The input -

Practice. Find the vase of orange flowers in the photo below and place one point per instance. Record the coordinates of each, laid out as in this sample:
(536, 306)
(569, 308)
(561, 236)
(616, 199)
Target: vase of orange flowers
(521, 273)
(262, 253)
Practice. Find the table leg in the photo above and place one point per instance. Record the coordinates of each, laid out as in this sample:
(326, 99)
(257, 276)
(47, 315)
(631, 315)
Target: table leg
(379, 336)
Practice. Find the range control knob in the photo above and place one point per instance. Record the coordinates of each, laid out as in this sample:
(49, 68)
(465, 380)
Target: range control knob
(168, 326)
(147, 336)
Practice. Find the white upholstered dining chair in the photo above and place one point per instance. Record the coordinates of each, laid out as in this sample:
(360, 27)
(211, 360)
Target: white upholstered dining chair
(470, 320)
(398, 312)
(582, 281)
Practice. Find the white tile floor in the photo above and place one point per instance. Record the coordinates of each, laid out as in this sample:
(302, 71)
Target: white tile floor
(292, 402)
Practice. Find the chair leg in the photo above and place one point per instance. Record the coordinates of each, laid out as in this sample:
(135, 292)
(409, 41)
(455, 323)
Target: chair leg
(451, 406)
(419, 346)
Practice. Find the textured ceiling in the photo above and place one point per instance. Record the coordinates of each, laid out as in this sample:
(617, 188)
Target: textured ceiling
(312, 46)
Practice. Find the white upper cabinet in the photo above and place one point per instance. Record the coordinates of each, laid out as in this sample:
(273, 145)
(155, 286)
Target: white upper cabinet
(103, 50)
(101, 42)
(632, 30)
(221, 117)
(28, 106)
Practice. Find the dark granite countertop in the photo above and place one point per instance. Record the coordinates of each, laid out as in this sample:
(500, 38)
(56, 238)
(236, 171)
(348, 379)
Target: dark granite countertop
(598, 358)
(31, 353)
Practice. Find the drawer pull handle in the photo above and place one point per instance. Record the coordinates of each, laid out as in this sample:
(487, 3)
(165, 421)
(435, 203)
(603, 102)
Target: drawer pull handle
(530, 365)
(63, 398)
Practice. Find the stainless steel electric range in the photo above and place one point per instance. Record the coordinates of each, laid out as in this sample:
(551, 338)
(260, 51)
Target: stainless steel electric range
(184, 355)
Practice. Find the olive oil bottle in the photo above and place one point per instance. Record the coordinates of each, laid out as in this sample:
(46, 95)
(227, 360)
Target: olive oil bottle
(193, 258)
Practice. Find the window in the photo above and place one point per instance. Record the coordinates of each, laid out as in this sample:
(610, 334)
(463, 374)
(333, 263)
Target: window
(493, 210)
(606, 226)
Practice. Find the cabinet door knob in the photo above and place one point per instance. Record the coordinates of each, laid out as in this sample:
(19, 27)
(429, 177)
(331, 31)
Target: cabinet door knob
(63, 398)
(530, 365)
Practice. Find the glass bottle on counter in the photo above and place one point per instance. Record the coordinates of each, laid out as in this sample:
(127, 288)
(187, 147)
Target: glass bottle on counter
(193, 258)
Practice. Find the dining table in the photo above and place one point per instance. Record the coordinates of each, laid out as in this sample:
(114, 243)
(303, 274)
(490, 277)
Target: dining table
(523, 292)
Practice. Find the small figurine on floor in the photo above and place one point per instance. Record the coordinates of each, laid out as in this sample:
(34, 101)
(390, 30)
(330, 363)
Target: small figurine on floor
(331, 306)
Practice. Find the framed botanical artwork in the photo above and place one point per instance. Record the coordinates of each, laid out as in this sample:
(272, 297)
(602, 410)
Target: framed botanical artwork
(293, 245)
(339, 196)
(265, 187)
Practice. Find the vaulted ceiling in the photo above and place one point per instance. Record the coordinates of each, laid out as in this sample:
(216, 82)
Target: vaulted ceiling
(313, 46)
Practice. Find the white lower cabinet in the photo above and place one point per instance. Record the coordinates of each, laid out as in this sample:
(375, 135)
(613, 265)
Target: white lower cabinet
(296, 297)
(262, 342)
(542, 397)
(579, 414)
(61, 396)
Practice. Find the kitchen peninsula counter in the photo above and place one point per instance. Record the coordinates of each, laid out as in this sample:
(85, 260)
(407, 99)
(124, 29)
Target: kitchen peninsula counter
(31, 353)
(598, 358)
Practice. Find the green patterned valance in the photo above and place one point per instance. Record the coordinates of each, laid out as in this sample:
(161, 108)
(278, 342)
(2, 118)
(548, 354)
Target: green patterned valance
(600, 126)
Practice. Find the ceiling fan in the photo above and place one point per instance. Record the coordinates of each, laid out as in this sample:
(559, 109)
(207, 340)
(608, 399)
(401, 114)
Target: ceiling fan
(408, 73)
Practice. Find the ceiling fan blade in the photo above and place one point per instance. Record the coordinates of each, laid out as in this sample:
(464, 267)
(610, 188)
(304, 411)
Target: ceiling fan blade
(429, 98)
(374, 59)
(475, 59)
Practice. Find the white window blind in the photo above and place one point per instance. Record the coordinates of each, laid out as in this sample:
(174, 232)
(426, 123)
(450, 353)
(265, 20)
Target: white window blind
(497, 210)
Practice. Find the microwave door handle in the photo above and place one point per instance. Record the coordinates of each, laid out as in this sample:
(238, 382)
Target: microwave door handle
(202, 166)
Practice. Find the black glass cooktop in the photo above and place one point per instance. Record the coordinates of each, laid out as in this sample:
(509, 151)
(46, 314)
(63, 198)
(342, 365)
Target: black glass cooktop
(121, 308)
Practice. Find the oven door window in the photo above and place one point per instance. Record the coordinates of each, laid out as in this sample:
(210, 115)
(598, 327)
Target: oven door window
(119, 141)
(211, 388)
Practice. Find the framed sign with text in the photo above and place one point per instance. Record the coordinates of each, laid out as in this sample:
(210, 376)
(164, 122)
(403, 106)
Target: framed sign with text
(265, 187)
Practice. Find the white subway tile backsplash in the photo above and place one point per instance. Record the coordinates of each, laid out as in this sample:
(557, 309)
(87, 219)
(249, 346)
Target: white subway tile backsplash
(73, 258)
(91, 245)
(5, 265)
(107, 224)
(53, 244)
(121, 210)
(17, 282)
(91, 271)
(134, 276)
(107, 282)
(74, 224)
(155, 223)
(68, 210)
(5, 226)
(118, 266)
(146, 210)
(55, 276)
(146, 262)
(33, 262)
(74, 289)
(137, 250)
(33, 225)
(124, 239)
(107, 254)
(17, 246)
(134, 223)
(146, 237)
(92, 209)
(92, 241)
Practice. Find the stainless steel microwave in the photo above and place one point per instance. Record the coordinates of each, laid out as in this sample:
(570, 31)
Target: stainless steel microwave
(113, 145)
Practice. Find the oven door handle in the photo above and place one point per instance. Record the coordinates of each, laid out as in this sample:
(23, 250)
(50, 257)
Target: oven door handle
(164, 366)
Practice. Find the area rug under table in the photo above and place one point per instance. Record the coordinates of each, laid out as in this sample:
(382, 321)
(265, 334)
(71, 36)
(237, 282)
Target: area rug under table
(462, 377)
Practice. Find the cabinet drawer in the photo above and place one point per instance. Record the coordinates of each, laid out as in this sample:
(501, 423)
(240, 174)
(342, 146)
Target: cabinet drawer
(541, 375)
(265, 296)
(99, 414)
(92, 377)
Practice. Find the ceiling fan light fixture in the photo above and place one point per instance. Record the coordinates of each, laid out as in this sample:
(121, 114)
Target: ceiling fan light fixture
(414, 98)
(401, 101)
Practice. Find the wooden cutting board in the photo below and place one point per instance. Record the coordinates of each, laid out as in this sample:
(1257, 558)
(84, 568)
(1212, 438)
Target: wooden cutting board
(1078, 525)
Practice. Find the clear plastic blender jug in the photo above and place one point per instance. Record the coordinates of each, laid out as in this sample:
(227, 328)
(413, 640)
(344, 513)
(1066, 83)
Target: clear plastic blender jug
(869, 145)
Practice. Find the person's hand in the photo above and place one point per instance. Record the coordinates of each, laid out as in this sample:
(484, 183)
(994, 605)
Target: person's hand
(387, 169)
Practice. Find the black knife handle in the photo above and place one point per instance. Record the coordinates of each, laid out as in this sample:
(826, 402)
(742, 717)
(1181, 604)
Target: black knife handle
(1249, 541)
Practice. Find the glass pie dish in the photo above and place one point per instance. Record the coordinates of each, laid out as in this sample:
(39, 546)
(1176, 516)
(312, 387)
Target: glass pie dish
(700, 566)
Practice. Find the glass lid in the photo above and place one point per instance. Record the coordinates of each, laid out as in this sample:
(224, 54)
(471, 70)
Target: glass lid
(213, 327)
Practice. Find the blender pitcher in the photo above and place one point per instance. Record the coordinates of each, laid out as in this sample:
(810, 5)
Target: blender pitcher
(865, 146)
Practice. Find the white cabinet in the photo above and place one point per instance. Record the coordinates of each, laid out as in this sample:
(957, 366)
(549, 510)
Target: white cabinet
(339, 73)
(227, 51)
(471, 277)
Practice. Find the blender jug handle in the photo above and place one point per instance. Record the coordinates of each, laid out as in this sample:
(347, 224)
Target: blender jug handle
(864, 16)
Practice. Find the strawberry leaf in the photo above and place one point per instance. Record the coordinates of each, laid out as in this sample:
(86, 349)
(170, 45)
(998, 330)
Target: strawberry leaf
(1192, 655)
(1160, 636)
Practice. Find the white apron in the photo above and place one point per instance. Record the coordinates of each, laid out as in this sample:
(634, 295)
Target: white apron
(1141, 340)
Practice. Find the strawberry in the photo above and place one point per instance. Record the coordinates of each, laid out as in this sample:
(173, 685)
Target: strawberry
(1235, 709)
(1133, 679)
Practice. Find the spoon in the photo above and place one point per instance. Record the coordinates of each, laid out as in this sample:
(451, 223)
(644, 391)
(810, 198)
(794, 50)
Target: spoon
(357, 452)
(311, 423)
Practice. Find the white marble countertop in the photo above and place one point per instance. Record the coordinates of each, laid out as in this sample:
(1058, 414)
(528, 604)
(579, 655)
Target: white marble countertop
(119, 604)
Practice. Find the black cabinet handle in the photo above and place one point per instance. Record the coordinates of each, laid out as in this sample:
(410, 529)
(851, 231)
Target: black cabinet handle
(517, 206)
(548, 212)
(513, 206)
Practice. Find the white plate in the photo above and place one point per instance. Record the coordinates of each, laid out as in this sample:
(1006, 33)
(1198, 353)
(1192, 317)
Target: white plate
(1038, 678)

Work required - Begin with the line that contains "Practice. Find the strawberry leaf" and end with the last line of the records; set down every line in that span exactly, and nothing else.

Result -
Practice. Find the strawberry leaf in the photo above and place one point per instance. Record the coordinates of each, laid out as in this sample:
(86, 349)
(170, 45)
(998, 330)
Target: strawberry leaf
(1192, 655)
(1160, 636)
Practice. Find the white apron in the photo above and place one point per instance. Record the coordinates of each, laid out as in this sample:
(634, 295)
Target: white apron
(1141, 340)
Practice. Find the strawberry in the photo above and place one point per instance. Record the coordinates of each, laid out as in this sample:
(173, 685)
Target: strawberry
(1235, 709)
(1133, 679)
Practice. Find the spoon in the photo above and place one point per instance. Record the coordinates of each, laid out as in this sample:
(451, 223)
(644, 391)
(810, 198)
(794, 50)
Target: spoon
(357, 452)
(311, 423)
Practice. Find the white marble countertop in the photo above and place one point per instance. Record the coordinates of each, laid out as in this sample:
(1058, 414)
(528, 604)
(579, 655)
Target: white marble countertop
(119, 604)
Practice. Find the black cabinet handle in the photo above and place one point per instance. Record the coordinates of each, laid out as in this sample:
(410, 529)
(851, 231)
Target: black cabinet handle
(517, 206)
(548, 212)
(513, 206)
Practice. Find the white plate in the photo above and place one point per instance. Record the coordinates of each, laid out as in this sample:
(1006, 33)
(1198, 353)
(1192, 317)
Target: white plate
(1038, 678)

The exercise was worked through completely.